## Excerto de origem

Porque o seu romance «Ginistrella» está a colher sucesso junto dos leitores e da crítica, recebe um convite para passar um “esplêndido domingo” em Summersoft, a velha casa de campo da família Watermouth e onde terá a oportunidade de conhecer pessoalmente um escritor, que muito admira: Henry St. George.
Não lhe são indiferentes as reservas da crítica, que o acusam de “ceder demasiado a maneirismos” e de já não encontrar nos seus últimos romances o fulgor das primeiras obras, mas Overt ainda está longe de confirmá-lo como um “grande romancista perdido”.
Mas, mais importante do que St. George, Paul vai conhecer a bela ruiva Marian Fancourt, filha de um general há pouco regressado das Índias: “os traços do seu rosto eram os de uma mulher crescida, mas a criança ainda vivia na sua compleição e na doçura da boca. Ela era, acima de tudo, natural - isso era agora inegável; mais natural do que ele inicialmente supusera, talvez devido ao seu traje, que era convencionalmente inconvencional, sugerindo o que ele poderia ter descrito como espontaneidade tortuosa” (pág. 79)

## Dados extraídos
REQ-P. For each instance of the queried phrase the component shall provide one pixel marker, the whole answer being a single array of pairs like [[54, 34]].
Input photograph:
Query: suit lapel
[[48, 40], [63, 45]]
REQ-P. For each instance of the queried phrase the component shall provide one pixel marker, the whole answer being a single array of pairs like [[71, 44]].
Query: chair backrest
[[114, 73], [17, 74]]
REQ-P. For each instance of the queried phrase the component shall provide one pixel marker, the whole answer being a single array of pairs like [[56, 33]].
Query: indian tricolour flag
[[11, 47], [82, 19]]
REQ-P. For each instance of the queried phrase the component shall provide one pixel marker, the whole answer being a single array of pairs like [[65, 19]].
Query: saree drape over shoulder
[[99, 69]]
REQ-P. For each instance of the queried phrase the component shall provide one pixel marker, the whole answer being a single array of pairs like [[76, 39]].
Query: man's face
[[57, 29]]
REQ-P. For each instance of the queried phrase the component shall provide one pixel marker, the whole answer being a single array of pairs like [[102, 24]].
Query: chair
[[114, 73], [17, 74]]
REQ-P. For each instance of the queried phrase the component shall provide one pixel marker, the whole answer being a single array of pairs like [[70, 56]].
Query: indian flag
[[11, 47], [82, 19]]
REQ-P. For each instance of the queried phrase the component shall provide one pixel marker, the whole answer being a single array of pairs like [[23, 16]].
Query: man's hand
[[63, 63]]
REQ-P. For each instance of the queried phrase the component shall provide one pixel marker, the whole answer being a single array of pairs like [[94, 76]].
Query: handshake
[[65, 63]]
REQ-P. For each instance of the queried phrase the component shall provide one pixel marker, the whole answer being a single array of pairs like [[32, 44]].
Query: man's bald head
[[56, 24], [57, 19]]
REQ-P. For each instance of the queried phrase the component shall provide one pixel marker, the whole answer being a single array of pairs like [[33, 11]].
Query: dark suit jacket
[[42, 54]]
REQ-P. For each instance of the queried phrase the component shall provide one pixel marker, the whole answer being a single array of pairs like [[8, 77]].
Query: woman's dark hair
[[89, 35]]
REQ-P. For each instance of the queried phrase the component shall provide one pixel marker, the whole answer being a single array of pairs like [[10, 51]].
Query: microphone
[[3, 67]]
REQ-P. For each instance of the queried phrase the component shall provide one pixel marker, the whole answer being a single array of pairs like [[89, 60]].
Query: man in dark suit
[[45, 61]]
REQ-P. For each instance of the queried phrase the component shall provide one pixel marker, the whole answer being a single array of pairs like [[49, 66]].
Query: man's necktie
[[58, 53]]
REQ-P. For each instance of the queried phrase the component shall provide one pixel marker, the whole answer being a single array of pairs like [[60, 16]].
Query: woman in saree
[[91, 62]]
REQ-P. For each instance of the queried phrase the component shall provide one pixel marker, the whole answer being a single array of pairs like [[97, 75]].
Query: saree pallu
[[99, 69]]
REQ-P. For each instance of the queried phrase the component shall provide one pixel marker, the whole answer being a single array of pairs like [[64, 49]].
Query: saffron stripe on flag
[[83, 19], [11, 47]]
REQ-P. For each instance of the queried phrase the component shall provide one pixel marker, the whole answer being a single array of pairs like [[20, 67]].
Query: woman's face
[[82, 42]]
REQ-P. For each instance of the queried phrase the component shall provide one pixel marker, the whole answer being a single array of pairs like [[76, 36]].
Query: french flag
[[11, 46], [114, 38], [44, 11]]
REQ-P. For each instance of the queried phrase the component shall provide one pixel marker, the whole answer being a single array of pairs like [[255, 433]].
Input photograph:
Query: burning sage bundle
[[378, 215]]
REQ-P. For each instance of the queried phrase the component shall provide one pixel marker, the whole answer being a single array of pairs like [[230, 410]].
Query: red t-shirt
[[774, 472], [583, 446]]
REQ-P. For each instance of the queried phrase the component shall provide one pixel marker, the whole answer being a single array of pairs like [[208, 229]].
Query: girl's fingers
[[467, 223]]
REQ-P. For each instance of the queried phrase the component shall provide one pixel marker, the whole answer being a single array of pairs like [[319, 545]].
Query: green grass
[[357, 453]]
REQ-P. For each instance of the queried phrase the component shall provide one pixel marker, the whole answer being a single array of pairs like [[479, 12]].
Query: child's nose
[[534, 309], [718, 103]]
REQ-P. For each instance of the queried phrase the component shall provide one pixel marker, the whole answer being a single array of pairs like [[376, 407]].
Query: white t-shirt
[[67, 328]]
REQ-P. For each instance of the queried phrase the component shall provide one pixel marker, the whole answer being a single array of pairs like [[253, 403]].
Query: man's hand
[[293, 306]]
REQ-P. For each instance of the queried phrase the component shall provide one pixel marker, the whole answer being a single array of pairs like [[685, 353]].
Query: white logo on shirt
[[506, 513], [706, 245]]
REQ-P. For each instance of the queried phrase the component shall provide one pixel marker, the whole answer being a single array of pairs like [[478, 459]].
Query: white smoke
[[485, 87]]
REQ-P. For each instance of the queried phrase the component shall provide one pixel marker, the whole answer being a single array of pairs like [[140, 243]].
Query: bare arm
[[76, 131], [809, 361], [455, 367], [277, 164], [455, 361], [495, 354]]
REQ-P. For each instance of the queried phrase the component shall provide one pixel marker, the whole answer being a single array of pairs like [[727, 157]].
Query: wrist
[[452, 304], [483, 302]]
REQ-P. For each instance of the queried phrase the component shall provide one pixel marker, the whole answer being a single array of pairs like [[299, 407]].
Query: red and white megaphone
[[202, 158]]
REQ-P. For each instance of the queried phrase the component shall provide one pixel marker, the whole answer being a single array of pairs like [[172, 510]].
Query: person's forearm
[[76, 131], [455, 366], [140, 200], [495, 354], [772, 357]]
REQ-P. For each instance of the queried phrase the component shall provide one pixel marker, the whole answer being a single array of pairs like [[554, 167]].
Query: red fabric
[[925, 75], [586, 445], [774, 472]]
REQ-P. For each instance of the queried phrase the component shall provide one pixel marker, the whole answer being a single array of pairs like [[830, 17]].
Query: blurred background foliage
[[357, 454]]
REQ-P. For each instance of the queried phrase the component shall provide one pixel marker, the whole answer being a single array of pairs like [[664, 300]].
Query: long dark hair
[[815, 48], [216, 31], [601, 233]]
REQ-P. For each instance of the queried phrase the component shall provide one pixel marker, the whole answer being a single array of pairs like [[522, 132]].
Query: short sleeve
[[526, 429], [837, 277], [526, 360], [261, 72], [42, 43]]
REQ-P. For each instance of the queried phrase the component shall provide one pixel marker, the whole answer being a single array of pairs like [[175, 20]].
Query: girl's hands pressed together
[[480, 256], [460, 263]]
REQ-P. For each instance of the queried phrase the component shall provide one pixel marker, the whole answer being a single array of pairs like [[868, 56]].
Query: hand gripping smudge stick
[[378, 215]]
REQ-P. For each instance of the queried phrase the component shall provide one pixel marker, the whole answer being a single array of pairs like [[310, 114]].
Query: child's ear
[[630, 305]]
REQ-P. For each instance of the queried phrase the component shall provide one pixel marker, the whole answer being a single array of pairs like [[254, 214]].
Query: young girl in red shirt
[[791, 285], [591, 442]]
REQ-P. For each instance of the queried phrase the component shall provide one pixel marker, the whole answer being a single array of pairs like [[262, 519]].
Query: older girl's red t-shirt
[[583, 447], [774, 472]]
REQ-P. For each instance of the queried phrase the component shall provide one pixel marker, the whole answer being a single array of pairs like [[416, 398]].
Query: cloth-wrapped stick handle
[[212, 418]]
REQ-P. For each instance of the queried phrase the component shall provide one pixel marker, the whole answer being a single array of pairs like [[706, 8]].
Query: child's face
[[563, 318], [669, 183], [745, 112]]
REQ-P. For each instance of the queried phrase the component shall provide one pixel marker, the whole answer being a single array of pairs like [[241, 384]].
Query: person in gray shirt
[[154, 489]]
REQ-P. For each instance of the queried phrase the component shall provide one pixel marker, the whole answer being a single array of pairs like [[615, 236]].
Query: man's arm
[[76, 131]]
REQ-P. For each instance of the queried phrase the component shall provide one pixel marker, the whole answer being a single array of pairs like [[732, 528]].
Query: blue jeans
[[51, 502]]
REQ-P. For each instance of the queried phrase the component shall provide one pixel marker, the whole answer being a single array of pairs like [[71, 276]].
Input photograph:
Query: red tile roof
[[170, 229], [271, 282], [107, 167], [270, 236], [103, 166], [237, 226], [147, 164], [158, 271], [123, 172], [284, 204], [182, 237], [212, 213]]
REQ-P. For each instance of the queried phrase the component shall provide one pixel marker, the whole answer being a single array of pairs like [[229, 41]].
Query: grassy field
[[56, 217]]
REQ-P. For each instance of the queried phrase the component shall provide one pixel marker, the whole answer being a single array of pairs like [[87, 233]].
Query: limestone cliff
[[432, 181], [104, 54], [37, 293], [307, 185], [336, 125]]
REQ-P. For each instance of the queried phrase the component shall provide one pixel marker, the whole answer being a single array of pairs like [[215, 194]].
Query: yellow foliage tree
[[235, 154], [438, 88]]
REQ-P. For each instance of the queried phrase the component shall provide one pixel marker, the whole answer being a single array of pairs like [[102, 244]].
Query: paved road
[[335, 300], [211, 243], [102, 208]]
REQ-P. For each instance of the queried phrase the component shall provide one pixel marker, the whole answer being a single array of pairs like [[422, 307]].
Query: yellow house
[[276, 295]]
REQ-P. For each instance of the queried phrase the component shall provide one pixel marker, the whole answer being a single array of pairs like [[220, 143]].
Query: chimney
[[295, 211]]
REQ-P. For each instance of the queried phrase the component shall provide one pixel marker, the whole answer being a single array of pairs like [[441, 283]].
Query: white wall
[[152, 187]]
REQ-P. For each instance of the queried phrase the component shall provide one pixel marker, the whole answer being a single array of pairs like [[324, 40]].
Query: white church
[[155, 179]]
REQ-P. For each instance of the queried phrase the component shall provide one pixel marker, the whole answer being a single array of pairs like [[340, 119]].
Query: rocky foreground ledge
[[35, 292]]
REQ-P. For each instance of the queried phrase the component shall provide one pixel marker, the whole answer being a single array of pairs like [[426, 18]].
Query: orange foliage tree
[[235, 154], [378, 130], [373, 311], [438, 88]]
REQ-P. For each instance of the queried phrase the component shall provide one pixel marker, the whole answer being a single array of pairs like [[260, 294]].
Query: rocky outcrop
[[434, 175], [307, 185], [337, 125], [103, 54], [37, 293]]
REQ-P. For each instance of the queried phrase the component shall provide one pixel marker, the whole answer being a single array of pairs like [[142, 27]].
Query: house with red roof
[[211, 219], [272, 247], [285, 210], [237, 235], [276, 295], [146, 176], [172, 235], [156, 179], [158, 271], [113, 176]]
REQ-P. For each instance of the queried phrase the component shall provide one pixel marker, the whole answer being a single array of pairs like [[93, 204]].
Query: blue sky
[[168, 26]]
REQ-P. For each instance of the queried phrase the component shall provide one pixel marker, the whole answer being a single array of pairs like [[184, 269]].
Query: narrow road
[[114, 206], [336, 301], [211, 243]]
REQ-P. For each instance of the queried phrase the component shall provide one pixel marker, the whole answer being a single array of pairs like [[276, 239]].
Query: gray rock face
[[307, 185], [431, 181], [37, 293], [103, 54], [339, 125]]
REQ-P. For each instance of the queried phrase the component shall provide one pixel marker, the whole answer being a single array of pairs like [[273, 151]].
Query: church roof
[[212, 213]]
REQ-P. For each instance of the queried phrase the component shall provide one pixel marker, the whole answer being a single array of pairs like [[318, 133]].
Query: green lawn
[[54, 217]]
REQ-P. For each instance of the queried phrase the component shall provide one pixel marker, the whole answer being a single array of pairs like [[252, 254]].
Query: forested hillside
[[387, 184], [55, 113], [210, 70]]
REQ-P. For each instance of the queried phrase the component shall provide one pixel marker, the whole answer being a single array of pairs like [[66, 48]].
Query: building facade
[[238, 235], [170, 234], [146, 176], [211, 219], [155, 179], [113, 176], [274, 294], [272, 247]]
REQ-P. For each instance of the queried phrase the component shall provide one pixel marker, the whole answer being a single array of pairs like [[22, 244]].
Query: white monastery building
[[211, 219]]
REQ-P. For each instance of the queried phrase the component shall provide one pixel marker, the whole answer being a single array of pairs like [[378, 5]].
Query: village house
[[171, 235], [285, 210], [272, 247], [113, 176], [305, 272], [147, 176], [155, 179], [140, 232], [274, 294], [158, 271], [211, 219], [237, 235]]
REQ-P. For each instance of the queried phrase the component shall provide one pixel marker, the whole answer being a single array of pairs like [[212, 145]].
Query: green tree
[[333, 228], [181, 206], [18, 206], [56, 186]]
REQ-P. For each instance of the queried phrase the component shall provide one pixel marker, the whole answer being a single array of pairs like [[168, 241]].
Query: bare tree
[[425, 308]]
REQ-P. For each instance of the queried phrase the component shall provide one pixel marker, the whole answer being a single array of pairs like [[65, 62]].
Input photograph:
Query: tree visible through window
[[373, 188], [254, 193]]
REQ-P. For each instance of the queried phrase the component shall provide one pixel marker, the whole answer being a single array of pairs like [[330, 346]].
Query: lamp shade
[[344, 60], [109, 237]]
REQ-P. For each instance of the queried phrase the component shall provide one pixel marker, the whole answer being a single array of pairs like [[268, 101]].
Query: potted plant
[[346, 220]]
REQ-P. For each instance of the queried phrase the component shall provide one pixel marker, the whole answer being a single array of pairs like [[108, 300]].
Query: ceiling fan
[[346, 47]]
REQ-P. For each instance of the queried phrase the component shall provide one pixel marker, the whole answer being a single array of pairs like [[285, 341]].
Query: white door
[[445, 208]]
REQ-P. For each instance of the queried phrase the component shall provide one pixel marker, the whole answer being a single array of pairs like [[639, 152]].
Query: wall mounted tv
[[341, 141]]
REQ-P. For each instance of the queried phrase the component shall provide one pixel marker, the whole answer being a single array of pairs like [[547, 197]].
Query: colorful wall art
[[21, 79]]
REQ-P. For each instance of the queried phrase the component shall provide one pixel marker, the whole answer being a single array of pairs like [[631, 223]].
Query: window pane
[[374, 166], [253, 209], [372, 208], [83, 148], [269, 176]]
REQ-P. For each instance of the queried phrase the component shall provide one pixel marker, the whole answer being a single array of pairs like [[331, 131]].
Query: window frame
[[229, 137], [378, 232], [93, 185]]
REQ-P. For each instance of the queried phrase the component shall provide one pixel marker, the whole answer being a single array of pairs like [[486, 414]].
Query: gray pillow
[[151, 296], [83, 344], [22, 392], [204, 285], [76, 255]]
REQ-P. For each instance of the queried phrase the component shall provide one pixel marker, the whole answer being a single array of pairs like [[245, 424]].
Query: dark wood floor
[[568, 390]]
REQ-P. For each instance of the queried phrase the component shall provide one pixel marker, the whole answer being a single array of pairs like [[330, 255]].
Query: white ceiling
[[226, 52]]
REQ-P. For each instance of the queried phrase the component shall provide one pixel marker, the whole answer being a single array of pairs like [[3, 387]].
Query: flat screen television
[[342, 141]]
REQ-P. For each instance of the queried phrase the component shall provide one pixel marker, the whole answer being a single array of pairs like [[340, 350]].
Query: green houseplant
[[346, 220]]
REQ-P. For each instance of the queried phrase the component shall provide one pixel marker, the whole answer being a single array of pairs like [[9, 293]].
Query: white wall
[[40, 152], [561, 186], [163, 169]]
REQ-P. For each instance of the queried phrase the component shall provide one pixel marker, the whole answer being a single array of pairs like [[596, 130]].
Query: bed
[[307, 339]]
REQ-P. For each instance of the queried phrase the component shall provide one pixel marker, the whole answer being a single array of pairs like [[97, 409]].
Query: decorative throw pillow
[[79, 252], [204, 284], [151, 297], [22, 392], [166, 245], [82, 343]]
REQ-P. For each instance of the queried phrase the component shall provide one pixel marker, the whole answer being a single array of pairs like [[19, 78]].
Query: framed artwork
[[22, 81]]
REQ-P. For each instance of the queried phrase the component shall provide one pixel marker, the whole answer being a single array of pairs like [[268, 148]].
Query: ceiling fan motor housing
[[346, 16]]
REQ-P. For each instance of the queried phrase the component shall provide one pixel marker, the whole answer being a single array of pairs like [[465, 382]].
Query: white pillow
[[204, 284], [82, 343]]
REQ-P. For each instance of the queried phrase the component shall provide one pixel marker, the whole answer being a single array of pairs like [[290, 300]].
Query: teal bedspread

## Tarefas
• A. Transcreva do excerto de origem o trecho que começa nas palavras "Porque o seu" e termina depois de "Henry St. George.".
• B. Traduza para inglês esta frase do excerto de origem: "os traços do seu rosto eram os de uma mulher crescida, mas a criança ainda vivia na sua compleição e na doçura da boca."

## Respostas
• A.
Porque o seu romance «Ginistrella» está a colher sucesso junto dos leitores e da crítica, recebe um convite para passar um “esplêndido domingo” em Summersoft, a velha casa de campo da família Watermouth e onde terá a oportunidade de conhecer pessoalmente um escritor, que muito admira: Henry St. George.

• B. The features of her face were those of a grown woman, but the child still lived in her complexion and in the sweetness of her mouth.